Start at the line that contains "Look at the photo above. For each instance of the cork". Repeat it and each line after it, exactly, up to and including the final line of the data.

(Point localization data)
◆ ◆ ◆ ◆ ◆
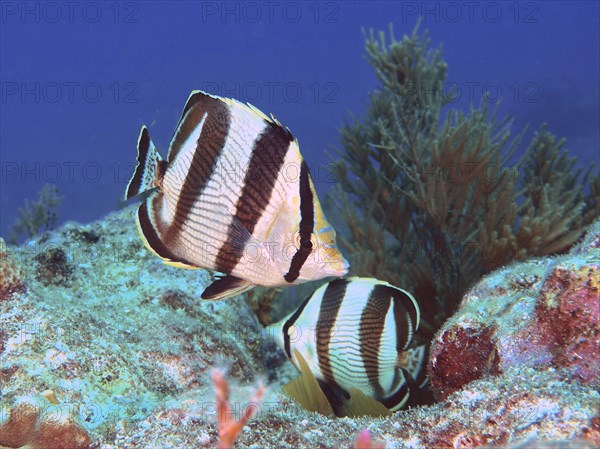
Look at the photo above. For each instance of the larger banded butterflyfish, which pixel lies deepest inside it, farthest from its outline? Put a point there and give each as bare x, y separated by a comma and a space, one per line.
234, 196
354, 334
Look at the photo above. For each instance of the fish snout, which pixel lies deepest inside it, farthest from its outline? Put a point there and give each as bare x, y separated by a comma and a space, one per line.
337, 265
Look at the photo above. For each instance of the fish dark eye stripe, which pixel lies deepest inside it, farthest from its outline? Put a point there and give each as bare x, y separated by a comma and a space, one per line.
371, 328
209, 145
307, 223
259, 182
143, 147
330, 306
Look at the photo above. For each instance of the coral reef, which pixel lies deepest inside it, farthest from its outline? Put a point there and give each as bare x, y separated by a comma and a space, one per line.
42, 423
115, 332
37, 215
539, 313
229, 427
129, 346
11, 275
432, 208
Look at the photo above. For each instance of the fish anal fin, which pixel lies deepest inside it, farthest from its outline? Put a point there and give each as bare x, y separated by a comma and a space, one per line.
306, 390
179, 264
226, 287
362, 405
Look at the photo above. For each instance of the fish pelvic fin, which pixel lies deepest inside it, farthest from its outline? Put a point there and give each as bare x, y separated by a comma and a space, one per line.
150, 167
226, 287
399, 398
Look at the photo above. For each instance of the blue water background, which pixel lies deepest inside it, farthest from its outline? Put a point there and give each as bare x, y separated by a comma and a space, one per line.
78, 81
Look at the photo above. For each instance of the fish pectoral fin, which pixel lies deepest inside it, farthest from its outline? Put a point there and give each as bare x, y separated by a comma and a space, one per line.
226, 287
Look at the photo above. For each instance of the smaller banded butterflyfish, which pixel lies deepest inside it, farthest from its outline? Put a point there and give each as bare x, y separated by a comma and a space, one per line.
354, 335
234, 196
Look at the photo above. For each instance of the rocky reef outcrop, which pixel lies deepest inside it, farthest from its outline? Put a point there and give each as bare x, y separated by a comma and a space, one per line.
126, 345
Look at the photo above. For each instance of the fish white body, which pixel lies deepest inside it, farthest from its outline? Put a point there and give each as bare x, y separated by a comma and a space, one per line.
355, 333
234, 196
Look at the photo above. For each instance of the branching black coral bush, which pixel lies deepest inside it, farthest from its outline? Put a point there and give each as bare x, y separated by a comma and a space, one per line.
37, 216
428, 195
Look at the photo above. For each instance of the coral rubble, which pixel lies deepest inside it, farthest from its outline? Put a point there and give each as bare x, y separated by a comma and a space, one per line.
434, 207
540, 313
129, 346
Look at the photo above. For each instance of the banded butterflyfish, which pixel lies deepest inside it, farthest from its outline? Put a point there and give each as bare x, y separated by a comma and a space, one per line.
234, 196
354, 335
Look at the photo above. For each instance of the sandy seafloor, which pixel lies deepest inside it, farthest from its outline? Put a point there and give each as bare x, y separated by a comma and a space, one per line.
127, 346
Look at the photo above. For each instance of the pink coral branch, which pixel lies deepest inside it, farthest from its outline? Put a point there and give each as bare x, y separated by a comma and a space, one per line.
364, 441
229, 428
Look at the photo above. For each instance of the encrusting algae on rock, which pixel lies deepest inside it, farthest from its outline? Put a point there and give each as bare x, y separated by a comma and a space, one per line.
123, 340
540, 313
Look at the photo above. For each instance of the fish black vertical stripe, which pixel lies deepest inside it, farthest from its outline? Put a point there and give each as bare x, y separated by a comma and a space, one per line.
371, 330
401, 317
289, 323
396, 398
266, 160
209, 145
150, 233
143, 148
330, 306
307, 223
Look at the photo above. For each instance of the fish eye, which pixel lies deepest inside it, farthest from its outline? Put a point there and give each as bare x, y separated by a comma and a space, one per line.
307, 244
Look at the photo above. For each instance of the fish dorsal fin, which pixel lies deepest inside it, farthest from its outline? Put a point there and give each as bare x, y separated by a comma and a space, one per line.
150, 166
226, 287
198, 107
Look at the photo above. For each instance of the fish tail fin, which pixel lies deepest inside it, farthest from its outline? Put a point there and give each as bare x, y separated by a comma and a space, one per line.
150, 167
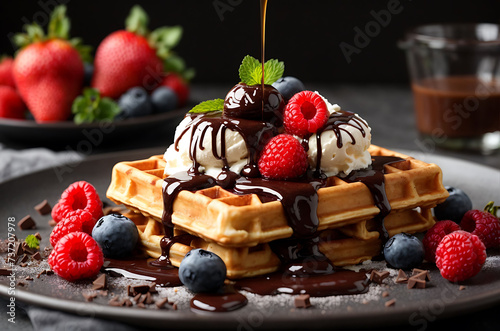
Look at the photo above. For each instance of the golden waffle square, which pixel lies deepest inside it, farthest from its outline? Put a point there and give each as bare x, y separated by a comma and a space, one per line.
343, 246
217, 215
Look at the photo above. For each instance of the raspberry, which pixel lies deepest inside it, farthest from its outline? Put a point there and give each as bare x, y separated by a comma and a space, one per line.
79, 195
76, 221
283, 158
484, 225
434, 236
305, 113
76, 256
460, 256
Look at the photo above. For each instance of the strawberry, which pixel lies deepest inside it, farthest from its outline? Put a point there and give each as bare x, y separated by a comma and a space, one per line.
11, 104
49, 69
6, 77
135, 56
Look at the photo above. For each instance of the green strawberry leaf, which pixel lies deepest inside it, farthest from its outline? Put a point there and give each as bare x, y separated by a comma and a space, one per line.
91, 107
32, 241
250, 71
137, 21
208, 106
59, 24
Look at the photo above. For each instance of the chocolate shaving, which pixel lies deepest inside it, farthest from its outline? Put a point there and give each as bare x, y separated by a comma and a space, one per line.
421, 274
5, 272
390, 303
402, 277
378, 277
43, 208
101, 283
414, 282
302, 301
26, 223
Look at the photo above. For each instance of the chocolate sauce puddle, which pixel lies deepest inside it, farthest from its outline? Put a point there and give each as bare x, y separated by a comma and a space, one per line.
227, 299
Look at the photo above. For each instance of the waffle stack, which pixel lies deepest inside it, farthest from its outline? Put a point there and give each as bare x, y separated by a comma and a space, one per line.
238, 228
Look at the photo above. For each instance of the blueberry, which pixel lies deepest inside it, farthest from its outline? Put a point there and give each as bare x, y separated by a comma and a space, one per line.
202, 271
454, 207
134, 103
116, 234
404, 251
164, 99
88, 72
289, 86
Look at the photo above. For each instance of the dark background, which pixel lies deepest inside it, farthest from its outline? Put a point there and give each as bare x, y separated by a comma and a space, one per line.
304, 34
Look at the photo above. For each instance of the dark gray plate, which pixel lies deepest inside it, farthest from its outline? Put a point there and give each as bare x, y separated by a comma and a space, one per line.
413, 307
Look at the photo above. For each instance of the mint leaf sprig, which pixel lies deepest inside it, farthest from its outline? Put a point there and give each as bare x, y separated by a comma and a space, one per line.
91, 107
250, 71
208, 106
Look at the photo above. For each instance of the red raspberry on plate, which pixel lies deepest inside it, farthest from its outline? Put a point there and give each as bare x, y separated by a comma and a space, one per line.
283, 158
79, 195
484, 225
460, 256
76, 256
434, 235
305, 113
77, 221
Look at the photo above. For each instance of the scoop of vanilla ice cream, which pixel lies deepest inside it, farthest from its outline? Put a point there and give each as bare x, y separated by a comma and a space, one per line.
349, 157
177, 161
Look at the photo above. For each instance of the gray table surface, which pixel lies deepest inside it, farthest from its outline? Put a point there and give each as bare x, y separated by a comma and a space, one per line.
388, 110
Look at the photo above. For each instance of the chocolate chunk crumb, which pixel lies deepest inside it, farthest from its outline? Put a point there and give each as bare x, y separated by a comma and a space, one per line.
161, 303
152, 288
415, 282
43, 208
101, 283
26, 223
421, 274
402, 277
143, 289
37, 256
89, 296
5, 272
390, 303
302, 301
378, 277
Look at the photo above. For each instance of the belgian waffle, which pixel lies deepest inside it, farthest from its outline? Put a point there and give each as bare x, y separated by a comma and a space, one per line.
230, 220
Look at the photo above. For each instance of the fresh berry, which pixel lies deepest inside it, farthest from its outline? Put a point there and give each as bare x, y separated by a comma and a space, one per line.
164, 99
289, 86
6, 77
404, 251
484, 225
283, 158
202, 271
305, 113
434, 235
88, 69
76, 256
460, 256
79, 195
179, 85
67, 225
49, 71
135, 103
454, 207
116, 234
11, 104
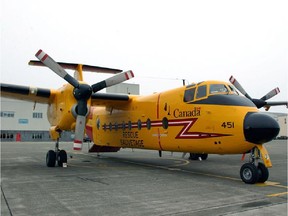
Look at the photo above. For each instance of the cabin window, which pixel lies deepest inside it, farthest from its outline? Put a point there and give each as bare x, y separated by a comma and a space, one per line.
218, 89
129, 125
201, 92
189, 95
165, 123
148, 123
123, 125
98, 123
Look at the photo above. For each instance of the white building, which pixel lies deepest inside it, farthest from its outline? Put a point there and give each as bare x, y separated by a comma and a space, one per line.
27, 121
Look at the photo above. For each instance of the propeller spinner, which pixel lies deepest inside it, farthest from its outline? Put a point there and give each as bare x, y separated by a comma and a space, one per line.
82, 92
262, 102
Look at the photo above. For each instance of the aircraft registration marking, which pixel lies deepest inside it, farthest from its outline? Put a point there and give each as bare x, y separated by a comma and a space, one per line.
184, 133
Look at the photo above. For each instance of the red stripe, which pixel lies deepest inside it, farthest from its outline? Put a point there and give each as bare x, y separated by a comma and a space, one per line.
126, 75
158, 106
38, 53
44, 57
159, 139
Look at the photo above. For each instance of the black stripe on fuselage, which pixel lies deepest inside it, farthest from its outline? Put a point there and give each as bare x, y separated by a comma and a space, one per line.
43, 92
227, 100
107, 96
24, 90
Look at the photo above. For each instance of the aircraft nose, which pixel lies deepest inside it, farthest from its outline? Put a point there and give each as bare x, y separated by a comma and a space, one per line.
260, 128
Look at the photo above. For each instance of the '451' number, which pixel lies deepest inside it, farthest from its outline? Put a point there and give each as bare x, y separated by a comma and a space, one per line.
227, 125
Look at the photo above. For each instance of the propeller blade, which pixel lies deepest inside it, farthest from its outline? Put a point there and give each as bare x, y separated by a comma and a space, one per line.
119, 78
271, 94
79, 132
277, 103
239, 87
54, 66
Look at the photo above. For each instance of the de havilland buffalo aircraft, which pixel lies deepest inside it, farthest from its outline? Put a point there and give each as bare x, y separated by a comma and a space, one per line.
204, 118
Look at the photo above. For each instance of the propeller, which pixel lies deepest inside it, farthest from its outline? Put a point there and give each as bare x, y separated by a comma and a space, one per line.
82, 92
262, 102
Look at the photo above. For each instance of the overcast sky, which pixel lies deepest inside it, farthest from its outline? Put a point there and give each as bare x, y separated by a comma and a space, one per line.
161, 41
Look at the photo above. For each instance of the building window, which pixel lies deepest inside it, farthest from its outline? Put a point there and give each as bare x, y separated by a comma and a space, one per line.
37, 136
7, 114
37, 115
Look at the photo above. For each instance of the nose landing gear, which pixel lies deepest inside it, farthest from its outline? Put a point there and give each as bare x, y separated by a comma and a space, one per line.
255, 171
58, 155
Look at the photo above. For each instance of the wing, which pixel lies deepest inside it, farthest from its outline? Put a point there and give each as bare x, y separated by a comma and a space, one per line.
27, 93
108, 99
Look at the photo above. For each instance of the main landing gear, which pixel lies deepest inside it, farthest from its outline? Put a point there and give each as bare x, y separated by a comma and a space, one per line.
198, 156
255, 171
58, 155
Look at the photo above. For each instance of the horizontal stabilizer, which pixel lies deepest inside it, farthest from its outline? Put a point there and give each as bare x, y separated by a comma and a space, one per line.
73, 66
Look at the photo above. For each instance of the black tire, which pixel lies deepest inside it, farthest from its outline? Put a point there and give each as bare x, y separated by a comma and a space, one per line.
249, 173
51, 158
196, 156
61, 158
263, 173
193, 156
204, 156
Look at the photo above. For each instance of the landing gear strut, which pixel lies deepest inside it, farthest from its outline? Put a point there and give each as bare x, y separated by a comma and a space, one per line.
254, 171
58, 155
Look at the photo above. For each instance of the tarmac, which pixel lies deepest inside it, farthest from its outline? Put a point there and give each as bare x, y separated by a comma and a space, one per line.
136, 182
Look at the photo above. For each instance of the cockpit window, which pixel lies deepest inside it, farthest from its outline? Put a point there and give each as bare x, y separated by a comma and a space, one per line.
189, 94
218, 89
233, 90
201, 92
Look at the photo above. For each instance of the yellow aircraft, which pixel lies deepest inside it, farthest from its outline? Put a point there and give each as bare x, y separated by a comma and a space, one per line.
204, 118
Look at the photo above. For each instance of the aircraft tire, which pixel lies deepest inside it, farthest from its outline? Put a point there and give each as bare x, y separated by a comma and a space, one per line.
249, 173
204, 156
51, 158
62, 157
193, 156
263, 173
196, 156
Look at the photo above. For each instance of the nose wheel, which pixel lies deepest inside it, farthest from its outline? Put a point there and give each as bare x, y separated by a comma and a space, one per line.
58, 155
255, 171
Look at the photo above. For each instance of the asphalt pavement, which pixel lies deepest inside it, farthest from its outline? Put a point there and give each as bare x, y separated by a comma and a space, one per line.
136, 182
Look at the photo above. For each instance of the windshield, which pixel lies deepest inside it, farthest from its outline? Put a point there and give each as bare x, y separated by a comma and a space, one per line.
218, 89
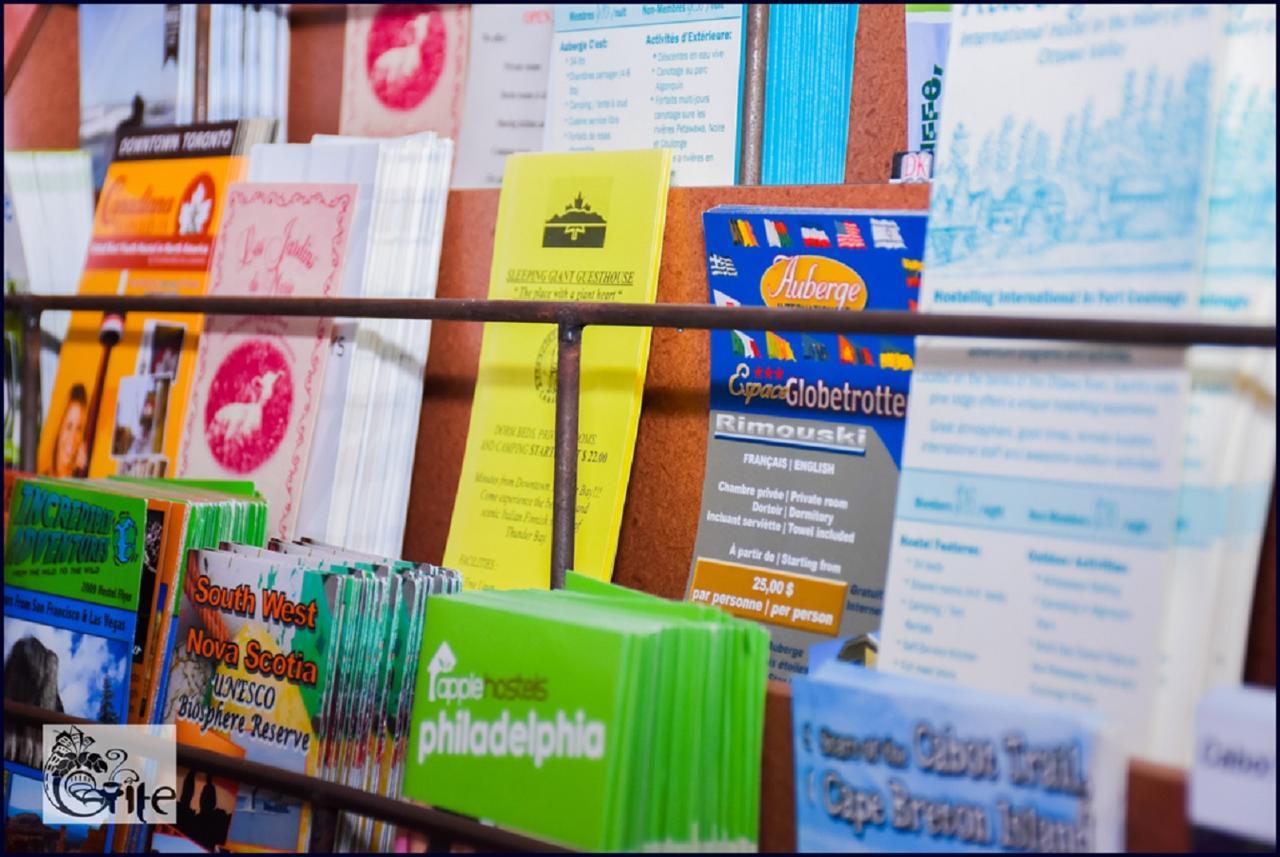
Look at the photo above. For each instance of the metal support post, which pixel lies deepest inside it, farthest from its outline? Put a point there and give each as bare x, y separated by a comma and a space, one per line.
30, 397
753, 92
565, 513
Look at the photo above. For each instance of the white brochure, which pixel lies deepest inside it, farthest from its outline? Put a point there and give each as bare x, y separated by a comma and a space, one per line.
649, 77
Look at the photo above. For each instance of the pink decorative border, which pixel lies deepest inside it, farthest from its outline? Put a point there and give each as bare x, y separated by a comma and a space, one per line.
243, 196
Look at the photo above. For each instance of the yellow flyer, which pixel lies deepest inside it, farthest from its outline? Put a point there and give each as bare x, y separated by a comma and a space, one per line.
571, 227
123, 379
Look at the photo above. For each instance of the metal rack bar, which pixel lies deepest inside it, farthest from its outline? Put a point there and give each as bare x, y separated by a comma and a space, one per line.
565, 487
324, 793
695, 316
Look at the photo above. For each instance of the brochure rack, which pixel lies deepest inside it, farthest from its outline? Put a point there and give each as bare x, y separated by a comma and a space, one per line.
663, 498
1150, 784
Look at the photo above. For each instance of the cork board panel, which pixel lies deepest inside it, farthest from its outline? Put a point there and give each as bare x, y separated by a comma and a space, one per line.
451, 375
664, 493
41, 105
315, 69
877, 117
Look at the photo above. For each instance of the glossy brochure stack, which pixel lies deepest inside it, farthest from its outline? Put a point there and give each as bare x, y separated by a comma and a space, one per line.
◆ ◆ ◆ ◆ ◆
OUTPUT —
Look at the photo above. For each instance of the cork board panel, which pixel lies deepest inside it, farthest from its outline? Put a point there and give each as bare x, y separated by a comma and a space, one per line.
451, 375
664, 493
41, 105
315, 69
877, 117
Look at the photo above. For each instance of the glossy brochure stack, which pixel lies deepest inside it, farthest from its outline? Put a point there and give each as bare x, y separated by a comma and a space, one per line.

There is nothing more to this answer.